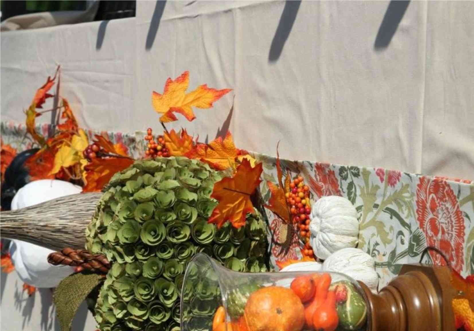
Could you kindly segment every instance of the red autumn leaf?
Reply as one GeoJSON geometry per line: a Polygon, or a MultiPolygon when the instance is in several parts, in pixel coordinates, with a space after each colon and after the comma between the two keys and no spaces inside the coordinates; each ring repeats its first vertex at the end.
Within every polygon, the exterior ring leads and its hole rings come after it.
{"type": "Polygon", "coordinates": [[[235,166],[235,158],[240,151],[236,148],[232,135],[227,132],[226,138],[219,137],[208,144],[199,143],[184,154],[190,159],[198,159],[217,170],[225,170],[235,166]]]}
{"type": "Polygon", "coordinates": [[[9,274],[15,270],[15,266],[11,261],[11,257],[9,253],[4,254],[0,256],[0,268],[2,272],[9,274]]]}
{"type": "Polygon", "coordinates": [[[281,217],[290,224],[290,212],[286,204],[286,197],[284,191],[271,181],[267,181],[268,189],[272,192],[272,196],[268,200],[268,204],[265,206],[281,217]]]}
{"type": "Polygon", "coordinates": [[[196,118],[192,107],[210,108],[213,102],[232,90],[211,89],[204,84],[186,94],[189,85],[189,72],[186,71],[174,81],[168,78],[163,94],[155,91],[152,93],[153,107],[157,113],[162,114],[160,117],[161,122],[177,120],[173,112],[182,114],[188,121],[192,121],[196,118]]]}
{"type": "Polygon", "coordinates": [[[15,156],[17,150],[9,145],[3,144],[3,141],[0,139],[0,179],[3,180],[3,175],[15,156]]]}
{"type": "Polygon", "coordinates": [[[214,184],[211,197],[219,201],[209,218],[209,223],[220,228],[228,221],[236,228],[245,225],[245,216],[253,213],[250,195],[260,184],[263,169],[262,163],[252,168],[246,159],[237,168],[232,178],[226,178],[214,184]]]}
{"type": "Polygon", "coordinates": [[[73,114],[73,110],[69,107],[69,103],[65,98],[63,98],[63,106],[64,109],[61,114],[61,118],[65,118],[64,123],[58,124],[58,129],[62,131],[77,131],[78,126],[76,118],[73,114]]]}
{"type": "Polygon", "coordinates": [[[284,261],[277,261],[276,262],[276,265],[278,266],[280,268],[280,270],[281,270],[285,267],[288,267],[292,264],[294,264],[295,263],[299,263],[300,262],[315,262],[316,260],[313,258],[310,258],[309,256],[303,256],[301,259],[295,260],[291,259],[289,259],[287,260],[285,260],[284,261]]]}
{"type": "Polygon", "coordinates": [[[128,158],[111,157],[93,159],[85,167],[86,186],[83,192],[97,192],[109,182],[114,174],[122,171],[133,163],[128,158]]]}
{"type": "MultiPolygon", "coordinates": [[[[278,144],[280,143],[279,143],[278,144]]],[[[268,189],[272,193],[272,196],[268,200],[268,205],[265,206],[282,218],[288,224],[291,223],[290,217],[290,211],[288,205],[286,203],[286,197],[285,196],[284,188],[288,184],[290,187],[290,176],[287,176],[285,180],[284,185],[283,184],[283,171],[280,164],[280,154],[278,153],[278,144],[276,145],[276,172],[278,178],[278,187],[270,181],[267,181],[268,189]]]]}
{"type": "Polygon", "coordinates": [[[53,79],[51,79],[51,76],[48,76],[48,79],[46,81],[45,84],[36,90],[36,93],[35,94],[35,97],[33,98],[33,101],[31,102],[32,105],[34,105],[36,108],[41,108],[43,104],[45,103],[46,99],[53,96],[52,94],[48,93],[48,91],[55,84],[55,80],[56,79],[56,75],[57,74],[59,71],[59,66],[58,66],[57,69],[56,69],[56,72],[55,73],[55,76],[53,77],[53,79]]]}
{"type": "Polygon", "coordinates": [[[96,134],[94,143],[104,149],[106,153],[116,154],[122,156],[128,156],[128,149],[123,143],[114,144],[112,142],[103,136],[96,134]]]}
{"type": "Polygon", "coordinates": [[[23,283],[23,291],[27,291],[28,296],[31,296],[31,295],[36,291],[36,287],[33,285],[28,285],[26,283],[23,283]]]}
{"type": "Polygon", "coordinates": [[[192,149],[192,137],[184,129],[177,134],[172,130],[164,133],[164,144],[172,156],[181,156],[192,149]]]}

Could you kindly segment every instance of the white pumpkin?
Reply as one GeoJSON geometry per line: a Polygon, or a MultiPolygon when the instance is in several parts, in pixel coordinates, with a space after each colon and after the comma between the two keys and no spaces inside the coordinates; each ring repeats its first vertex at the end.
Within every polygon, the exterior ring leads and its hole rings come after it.
{"type": "MultiPolygon", "coordinates": [[[[42,179],[28,183],[18,190],[11,202],[15,210],[49,200],[80,193],[80,186],[56,179],[42,179]]],[[[9,251],[15,270],[23,282],[38,288],[54,287],[74,272],[72,267],[52,266],[47,257],[54,250],[37,245],[12,240],[9,251]]]]}
{"type": "Polygon", "coordinates": [[[357,211],[346,198],[323,197],[313,205],[310,219],[310,242],[318,258],[325,259],[339,250],[357,245],[357,211]]]}
{"type": "Polygon", "coordinates": [[[331,254],[323,263],[322,270],[347,275],[367,285],[377,293],[379,277],[375,270],[375,261],[369,254],[358,248],[344,248],[331,254]]]}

□ □ □ □

(TASK TO CARRY OUT): Put the listing above into a Markdown table with the columns "Row" and "Text", one line per row with its number. Begin at the line containing "Could you kindly segment every instance of the white", continue through the end of the listing, and skip blank lines.

(RESPONSE TO THIS TASK):
| Row | Text |
|---|---|
| 1 | Could you kindly segment every instance of the white pumpkin? |
| 2 | Reply as one GeoJSON geometry per line: a Polygon, or a MultiPolygon when the instance is in several parts, in pixel coordinates, with a space after each colon and after the comma between the two keys and no spaces inside the coordinates; each ring repeats its first vertex at the end. |
| 3 | Within every polygon, the exterior ring leads and its hole rings come after it. |
| 4 | {"type": "MultiPolygon", "coordinates": [[[[42,179],[28,183],[18,190],[11,202],[15,210],[49,200],[80,193],[80,186],[56,179],[42,179]]],[[[9,251],[15,270],[23,282],[38,288],[54,287],[74,272],[72,267],[52,266],[47,257],[54,250],[37,245],[12,240],[9,251]]]]} |
| 5 | {"type": "Polygon", "coordinates": [[[357,211],[346,198],[323,197],[313,205],[310,219],[310,242],[318,258],[325,259],[339,250],[357,245],[357,211]]]} |
| 6 | {"type": "Polygon", "coordinates": [[[331,254],[323,263],[322,270],[347,275],[367,285],[377,293],[379,277],[375,270],[375,261],[369,254],[358,248],[344,248],[331,254]]]} |